(Records)
<<<<

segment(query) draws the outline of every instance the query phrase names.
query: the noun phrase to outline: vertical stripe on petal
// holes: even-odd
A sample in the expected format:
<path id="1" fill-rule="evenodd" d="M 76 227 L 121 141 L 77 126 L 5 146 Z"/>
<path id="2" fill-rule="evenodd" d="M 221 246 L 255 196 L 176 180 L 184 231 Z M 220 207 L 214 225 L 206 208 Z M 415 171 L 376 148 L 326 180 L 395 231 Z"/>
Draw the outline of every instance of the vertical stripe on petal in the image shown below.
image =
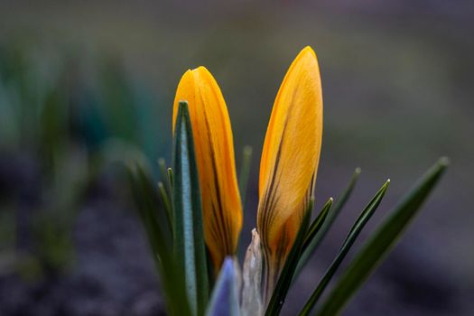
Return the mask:
<path id="1" fill-rule="evenodd" d="M 321 136 L 320 70 L 316 54 L 306 47 L 290 66 L 276 96 L 260 163 L 257 228 L 272 284 L 312 194 Z"/>
<path id="2" fill-rule="evenodd" d="M 173 131 L 180 100 L 186 100 L 189 105 L 204 237 L 214 266 L 218 269 L 224 257 L 236 252 L 242 227 L 230 120 L 218 83 L 204 67 L 186 71 L 178 85 Z"/>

>>>>

What to do:
Copy the records word for word, starting at the beginning and ending with the line that contains "321 136 L 320". Omit the pictures from your copy.

Solution to this exercise:
segment(query) draws the outline of every instance the query phrase names.
query: the noun phrase to outline: vertical stripe on petal
// holes: even-odd
A sample in the expected format:
<path id="1" fill-rule="evenodd" d="M 76 227 L 121 141 L 77 126 L 5 146 Z"/>
<path id="2" fill-rule="evenodd" d="M 221 246 L 255 196 L 176 180 L 184 231 Z M 220 207 L 214 225 L 206 208 Z M 415 171 L 376 148 L 326 180 L 395 231 Z"/>
Draw the outline of every instance of the vertical stripe on petal in the image shown below.
image =
Return the mask:
<path id="1" fill-rule="evenodd" d="M 321 136 L 320 70 L 316 54 L 306 47 L 290 66 L 276 96 L 260 163 L 257 228 L 272 284 L 312 194 Z"/>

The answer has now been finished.